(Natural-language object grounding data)
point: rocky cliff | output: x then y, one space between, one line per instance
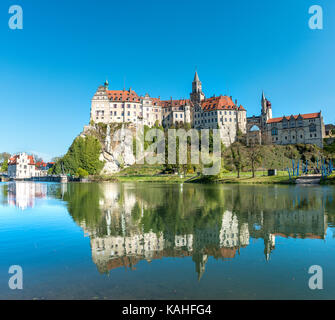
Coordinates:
117 145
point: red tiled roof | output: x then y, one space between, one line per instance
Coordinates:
13 160
304 116
218 103
175 103
115 95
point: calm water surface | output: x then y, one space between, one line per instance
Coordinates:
157 241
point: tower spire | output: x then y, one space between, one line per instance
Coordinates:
196 77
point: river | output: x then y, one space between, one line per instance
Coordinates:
166 241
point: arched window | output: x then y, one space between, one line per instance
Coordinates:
274 131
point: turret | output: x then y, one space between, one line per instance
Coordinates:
197 95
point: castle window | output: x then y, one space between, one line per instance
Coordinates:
274 131
312 127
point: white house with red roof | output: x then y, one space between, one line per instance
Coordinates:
302 128
294 129
21 166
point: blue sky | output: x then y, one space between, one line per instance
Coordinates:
50 70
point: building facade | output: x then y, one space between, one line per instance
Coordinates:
302 128
21 166
126 106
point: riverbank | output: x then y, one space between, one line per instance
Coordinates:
328 181
154 174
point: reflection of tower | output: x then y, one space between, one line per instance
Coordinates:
22 194
108 221
269 245
200 263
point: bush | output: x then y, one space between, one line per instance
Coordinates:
82 173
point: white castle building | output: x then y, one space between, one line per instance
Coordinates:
217 112
21 166
126 106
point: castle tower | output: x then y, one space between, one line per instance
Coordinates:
106 84
197 95
266 111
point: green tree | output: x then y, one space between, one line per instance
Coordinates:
83 153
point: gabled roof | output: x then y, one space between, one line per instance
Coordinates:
295 117
219 103
124 95
175 103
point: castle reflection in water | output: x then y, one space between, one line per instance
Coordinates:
128 223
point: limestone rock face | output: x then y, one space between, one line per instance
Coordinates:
117 146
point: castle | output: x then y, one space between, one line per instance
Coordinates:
126 106
199 112
302 128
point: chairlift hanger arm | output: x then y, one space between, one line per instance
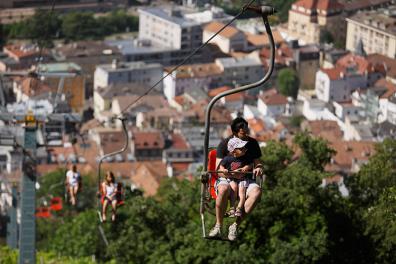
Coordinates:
266 10
115 152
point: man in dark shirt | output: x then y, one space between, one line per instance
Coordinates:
239 128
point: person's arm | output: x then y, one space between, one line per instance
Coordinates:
104 189
257 168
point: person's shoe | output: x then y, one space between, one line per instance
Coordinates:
238 212
216 231
233 232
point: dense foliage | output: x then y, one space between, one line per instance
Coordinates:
296 221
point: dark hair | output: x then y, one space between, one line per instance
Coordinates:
111 176
237 124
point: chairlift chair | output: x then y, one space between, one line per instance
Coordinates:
209 176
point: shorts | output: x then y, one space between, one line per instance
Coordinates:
248 183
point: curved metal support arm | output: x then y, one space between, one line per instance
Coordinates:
239 89
115 152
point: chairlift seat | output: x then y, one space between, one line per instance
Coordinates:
56 204
43 212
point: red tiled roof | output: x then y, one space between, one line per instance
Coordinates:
273 97
148 175
216 91
178 142
349 150
180 167
319 4
228 32
333 73
356 62
389 64
256 125
148 140
326 129
391 88
263 40
19 52
329 5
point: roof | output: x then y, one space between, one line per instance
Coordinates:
388 63
148 175
333 73
61 67
148 140
123 89
326 129
111 141
196 70
86 49
273 97
263 40
22 51
219 115
216 91
377 19
33 87
153 101
364 4
390 88
347 151
256 125
178 142
324 5
170 14
355 63
129 66
228 32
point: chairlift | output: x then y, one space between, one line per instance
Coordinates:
56 204
43 212
209 176
119 185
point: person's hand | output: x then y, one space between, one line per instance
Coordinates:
244 169
258 171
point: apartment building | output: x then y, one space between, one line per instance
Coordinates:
375 29
308 19
167 27
131 72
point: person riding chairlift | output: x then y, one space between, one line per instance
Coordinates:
111 195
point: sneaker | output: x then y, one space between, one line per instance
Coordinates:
238 212
233 232
215 232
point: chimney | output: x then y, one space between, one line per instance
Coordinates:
169 170
114 64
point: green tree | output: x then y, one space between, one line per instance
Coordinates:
288 82
378 174
381 226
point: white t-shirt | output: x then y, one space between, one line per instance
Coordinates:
72 177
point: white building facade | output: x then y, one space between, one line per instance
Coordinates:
131 72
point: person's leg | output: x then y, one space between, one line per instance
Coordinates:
104 207
75 192
72 197
221 202
253 195
114 209
242 199
233 193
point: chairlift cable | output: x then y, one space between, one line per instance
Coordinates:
244 8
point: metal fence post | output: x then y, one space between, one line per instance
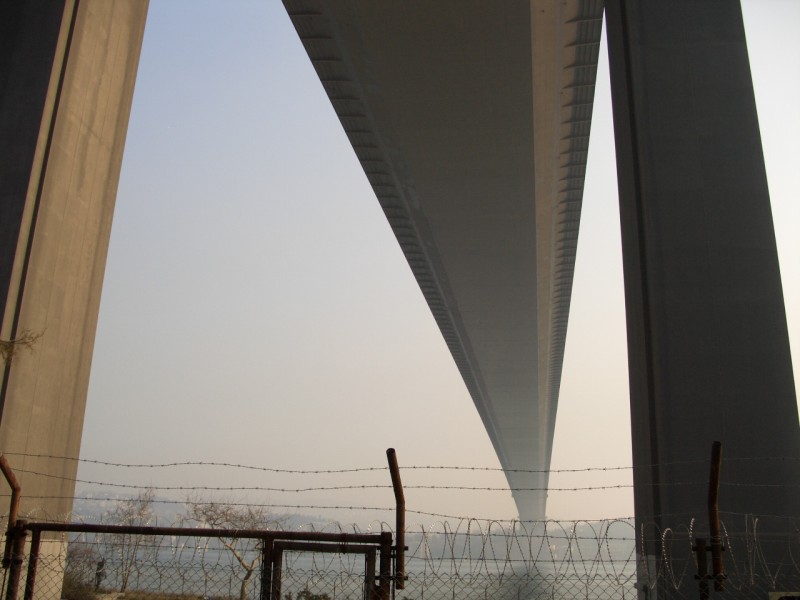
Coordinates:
33 559
713 518
17 556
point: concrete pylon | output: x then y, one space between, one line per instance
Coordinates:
67 71
708 347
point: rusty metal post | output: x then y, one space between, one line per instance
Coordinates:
400 517
266 569
369 591
33 559
700 550
13 509
17 557
277 562
713 517
385 566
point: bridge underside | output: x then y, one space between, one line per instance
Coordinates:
480 173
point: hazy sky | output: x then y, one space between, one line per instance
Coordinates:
257 308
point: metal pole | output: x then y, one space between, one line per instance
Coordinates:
33 559
400 516
266 569
13 509
17 556
384 566
700 549
713 517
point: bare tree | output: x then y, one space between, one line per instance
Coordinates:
26 340
126 547
227 515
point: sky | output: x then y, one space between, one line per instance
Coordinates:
257 308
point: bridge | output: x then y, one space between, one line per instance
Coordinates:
471 121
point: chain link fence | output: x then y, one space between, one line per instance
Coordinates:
468 560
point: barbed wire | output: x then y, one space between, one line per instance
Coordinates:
329 488
381 468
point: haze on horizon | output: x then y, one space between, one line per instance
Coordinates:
258 310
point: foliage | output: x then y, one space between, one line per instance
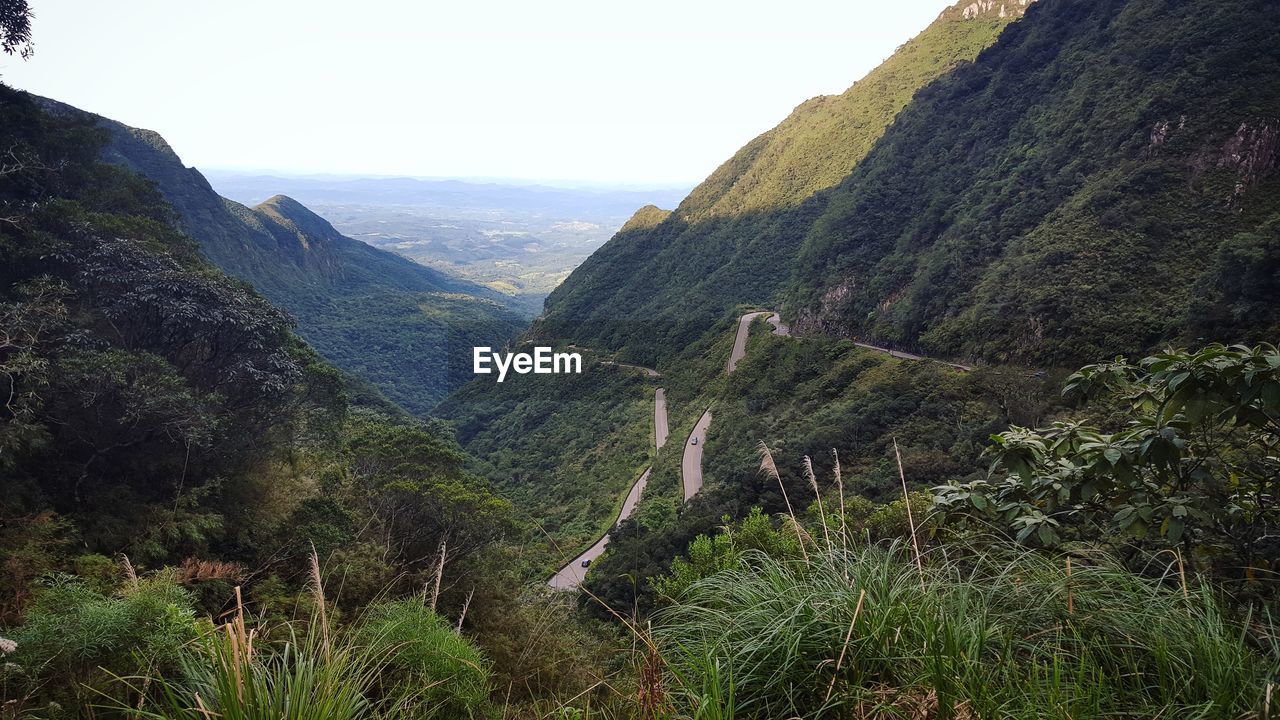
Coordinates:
1000 633
730 548
563 449
16 28
1193 468
430 670
406 328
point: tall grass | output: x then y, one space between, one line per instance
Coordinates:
233 677
868 633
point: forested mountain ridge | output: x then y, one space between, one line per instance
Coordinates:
1038 204
824 137
731 241
403 327
1101 181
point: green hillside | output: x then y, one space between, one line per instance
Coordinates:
401 326
656 287
1092 185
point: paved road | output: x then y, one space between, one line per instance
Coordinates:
659 418
649 372
691 465
570 577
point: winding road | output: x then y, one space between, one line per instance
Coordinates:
571 575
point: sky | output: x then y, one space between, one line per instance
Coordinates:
632 94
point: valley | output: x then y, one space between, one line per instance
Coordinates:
954 395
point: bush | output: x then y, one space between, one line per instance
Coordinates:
74 639
430 670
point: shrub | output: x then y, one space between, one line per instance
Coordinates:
430 670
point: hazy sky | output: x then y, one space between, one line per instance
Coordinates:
659 91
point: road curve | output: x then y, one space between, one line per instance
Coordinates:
901 355
571 575
659 418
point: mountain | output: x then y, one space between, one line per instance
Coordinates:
586 203
1096 178
405 327
657 286
1101 181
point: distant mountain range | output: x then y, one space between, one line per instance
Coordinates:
520 240
405 327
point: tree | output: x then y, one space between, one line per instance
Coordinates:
16 28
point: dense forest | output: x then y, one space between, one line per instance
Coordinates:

[Your instructions] Copy every record character for character. Skip the pictures.

[Output of the task]
point: rocky cliff | output: x then y, one space between, one line per instance
Coordinates:
117 145
point: red tiled roof | output: x then y, one space between, one line per instance
Coordinates:
13 160
304 116
218 103
175 103
115 95
point: calm water surface | output: x then y, one space between, one line per instance
Coordinates:
157 241
point: tower spire | output: x then y, one space between, one line per instance
Coordinates:
196 77
point: river | output: x then y, one space between, one line per instance
Coordinates:
166 241
point: arched window | output: x then y, one space between, one line per instance
Coordinates:
274 131
point: turret | output: x then y, one space between, one line per instance
Coordinates:
197 95
point: castle window | output: x then y, one space between, one line per instance
Coordinates:
274 131
312 127
point: white house with red roof | output: x then y, one space between, one line per instance
Coordinates:
302 128
294 129
21 166
point: blue sky | output: x then y, one space between, one line per instance
Coordinates:
50 70
point: building facade | output: x then y, one space between, one line per instance
Coordinates:
302 128
21 166
126 106
point: riverbank | output: x then y, one space between, one line per instance
Coordinates:
328 181
154 174
point: reflection of tower | output: x then y, one space between, one line per instance
Coordinates:
22 194
108 221
269 245
200 263
point: bush | output: x then y, one space between, one line per instance
Coordinates:
82 173
point: white castle building | output: x then y, one space between, one line per instance
Coordinates:
217 112
21 166
126 106
point: castle tower | output: x then y, one space between, one line per instance
Coordinates:
106 84
197 95
266 111
point: green tree | output: x then y, one space between, one line per instance
Coordinates:
83 153
point: gabled roof | output: x then y, one space between, one line per instance
Coordinates:
295 117
219 103
124 95
175 103
point: castle reflection in water | output: x then y, one space between, one line per instance
Coordinates:
128 223
point: limestone rock face | output: x then y, one space between, one line per instance
Coordinates:
117 146
point: castle | output: x then y, one space between, one line per instance
Coordinates:
126 106
199 112
302 128
point: chairlift hanger arm | output: x then y, one space between, one line per instance
Coordinates:
266 10
115 152
point: man in dark shirt | output: x then y, one space between, one line per instance
Coordinates:
239 128
point: person's arm | output: x then y, one space between, one line per instance
Coordinates:
104 189
257 168
point: person's shoe | output: x then y, one space between, one line per instance
Coordinates:
238 212
216 231
233 232
point: dense foliage | output: x then y, one space between, one line per instance
Coordinates:
296 221
point: dark hair | output: x then y, one space between, one line per instance
Coordinates:
111 176
237 124
point: chairlift chair | output: x then y, one space between, one line per instance
Coordinates:
209 176
point: shorts | output: x then y, one space between, one line per instance
Coordinates:
248 183
point: curved metal support arm | output: x then y, one space between, one line per instance
Coordinates:
239 89
115 152
point: chairlift seat | output: x then y, one space between, one line per instance
Coordinates:
56 204
43 212
point: red tiled roof | output: x then y, one space between, one line per instance
Coordinates:
273 97
148 175
216 91
178 142
349 150
180 167
319 4
228 32
333 73
356 62
389 64
256 125
148 140
326 129
391 88
263 40
19 52
329 5
point: roof | output: x then y, one space between, one line per instance
Coordinates:
388 63
148 175
333 73
61 67
148 140
123 89
326 129
111 141
196 70
86 49
273 97
263 40
22 51
219 115
216 91
377 19
33 87
153 101
364 4
390 88
347 151
256 125
178 142
324 5
170 14
355 63
129 66
228 32
point: chairlift | output: x then y, one space between, one line per instance
Coordinates:
56 204
43 212
209 176
119 185
point: person's hand | output: x then y, one space between, one line per instance
Coordinates:
244 169
258 171
point: apartment building | output: x then y, one space between, one line per instance
Coordinates:
375 29
308 19
167 27
131 72
point: person riding chairlift | output: x then y, one space between, one line per instance
Coordinates:
111 195
point: sneaker | output: x then y, one space between, one line per instance
Coordinates:
238 212
233 232
215 232
point: chimney | output: x then y, one space between, one line per instance
Coordinates:
169 170
114 64
point: green tree | output: x then y, one space between, one line per instance
Coordinates:
288 82
378 174
381 226
point: white t-shirt | output: x then y, one space between, one line per instance
Coordinates:
72 177
point: white building facade | output: x then y, one space between, one line per instance
Coordinates:
131 72
point: person's leg | output: x then y, one space between, one line per instance
Coordinates:
104 207
75 192
72 197
221 202
253 195
114 209
242 199
233 193
point: chairlift cable | output: x then y, one space between, one line per instance
Coordinates:
244 8
point: metal fence post | output: x then y, one space between, one line per instance
Coordinates:
33 559
713 518
17 556
point: concrete pylon | output: x then y, one space between, one line per instance
Coordinates:
67 71
708 347
point: rusty metal post | output: x then y, one space between, one line per instance
Coordinates:
400 517
266 569
369 591
33 559
700 550
13 509
17 557
277 562
713 517
385 566
point: bridge underside | output: x then y, one space between, one line per instance
Coordinates:
480 173
point: hazy sky | output: x then y, one space between, one line per instance
Coordinates:
257 308
point: metal pole | output: x then y, one space between, one line per instance
Coordinates:
33 559
400 516
266 569
13 509
17 556
384 566
700 549
713 517
point: bare tree | output: x then y, one space between, one line per instance
Coordinates:
26 340
126 547
227 515
point: sky | output: x then y, one space between, one line per instance
Coordinates:
257 308
point: bridge | output: x then y, one space between, one line per instance
Coordinates:
471 121
point: chain link fence | output: x then y, one space between, one line per instance
Coordinates:
468 560
point: barbed wire | output: x then y, one space between, one line per instance
Coordinates:
329 488
381 468
point: haze on horizon | output: x then y, one space between, one line per instance
Coordinates:
258 310
point: foliage | output: x then y, one space between, one line per instance
Coordinates:
1000 633
730 548
563 449
16 28
1193 468
430 670
406 328
point: tall grass | output: x then y, one space between, one line per instance
Coordinates:
233 677
868 633
point: forested mountain ridge | output: x then y, one space between, one line per instance
Coordinates:
1038 204
824 137
731 241
403 327
1101 181
point: green hillside | output: x then y, one space between, one line per instance
Coordinates:
401 326
656 287
1092 185
point: paved road | output: x then y, one space between, one line per instance
Coordinates:
659 418
649 372
691 465
570 577
point: winding road | output: x then y, one space between, one line per instance
Coordinates:
571 575
point: sky | output: x then y, one space between, one line per instance
Coordinates:
632 94
point: valley | output: x then y, one space between, one line per instance
Coordinates:
954 395
point: bush | output: x then y, one space between, one line per instance
Coordinates:
74 639
430 670
point: shrub | output: x then y, one space between, one line per instance
Coordinates:
430 670
point: hazy sky | output: x then y, one space between, one line per instance
Coordinates:
659 91
point: road curve | output: x then y, one space between, one line per instance
Coordinates:
901 355
571 575
659 418
point: mountain | output: x then y, one space between, one line per instance
Coordinates:
586 203
1096 178
405 327
657 286
1101 181
point: distant mountain range | output: x then y, one space between, one line per instance
Coordinates:
520 240
405 327
point: tree | output: x then y, one space between, one line per instance
Coordinates:
16 28
point: dense forest | output: x then y, one space between, one line per instance
Coordinates:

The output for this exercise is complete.